Supplied passage:
# Study - Realms Of Arda: Geography



## Morgoth (Dec 10, 2003)

I would like to use this thread for members to pose questions about any aspect of Tolkien geography, in particular the more obscure aspects, instead of cluttering up the Never Asked Question thread with geography questions. I would like to open with the following question: Were there any geographical features of Middle Earth that didn't change after the downfall of Numenor?


----------



## Gil-Galad (Dec 10, 2003)

Well,I cannot understand the question in a way ,but as far as I understand it ,I would say that there weren't big changes after the Fall of Numenor.Saying "big" changes I mean unnatural changes,those which were caused by Valar's actions.
After the Fall of Numenor there were no reasons for new shaping or changes.Of course many small things(places,valleysn etc) changed throughout the years,because of natural effects on them or because of evil's or men's actions.


----------



## Morgoth (Dec 10, 2003)

No, in the question I was referring to the resaping of the world, when Numenor was sunk. We may or may not be talking about the same thing  . I do concede, however that the question is unclear. Any questions from anyone?


----------



## Gil-Galad (Dec 10, 2003)

Referring to the shaping of Middle-earth -as far as I know there was no re-shaping of Middle-earth after The Fall of Numenor.As I said in my previous post there was no reason for such actions.


----------



## Morgoth (Dec 11, 2003)

> And all the coasts and seaward regions of the western world suffered great change at this time; for the seas invaded the land, and the shores foundered, and ancient isles were drowned, and new isles were uplifted; and hills crumbled and rivers were turned into strange courses.


The above section from _Alkallabeth_ would suggest that there was change in Middle-Earth when Numenor was drowned. I think the reference to the western world could be ambiguous and cause some confusion, however, as is it referring to the Undying Lands, which are undoubtably in the west, or the western area of Middle-Earth? I thought that it would only refer in detail to Middle Earth because not a great deal is said about the location of rivers and hills in Aman, but there is a lot of reference to the geography of Middle-Earth. Also, if you compare the map of Middle-Earth in _The Silmarillion_ it is clear to see that it is almost entirely different to the map given in _Lord Of The Rings_.

Task statement: Copy word for word the part of the Tolkien geography thread starting with "Referring to the shaping" and going on through "for such actions.".

Extracted entries:
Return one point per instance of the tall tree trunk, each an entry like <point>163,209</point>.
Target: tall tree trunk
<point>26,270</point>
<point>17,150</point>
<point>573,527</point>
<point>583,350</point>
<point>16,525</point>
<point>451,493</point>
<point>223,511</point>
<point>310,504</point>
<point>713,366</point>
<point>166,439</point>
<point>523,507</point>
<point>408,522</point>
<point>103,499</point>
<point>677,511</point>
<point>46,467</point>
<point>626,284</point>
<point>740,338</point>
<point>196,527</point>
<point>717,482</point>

Task output:
Referring to the shaping of Middle-earth -as far as I know there was no re-shaping of Middle-earth after The Fall of Numenor.As I said in my previous post there was no reason for such actions.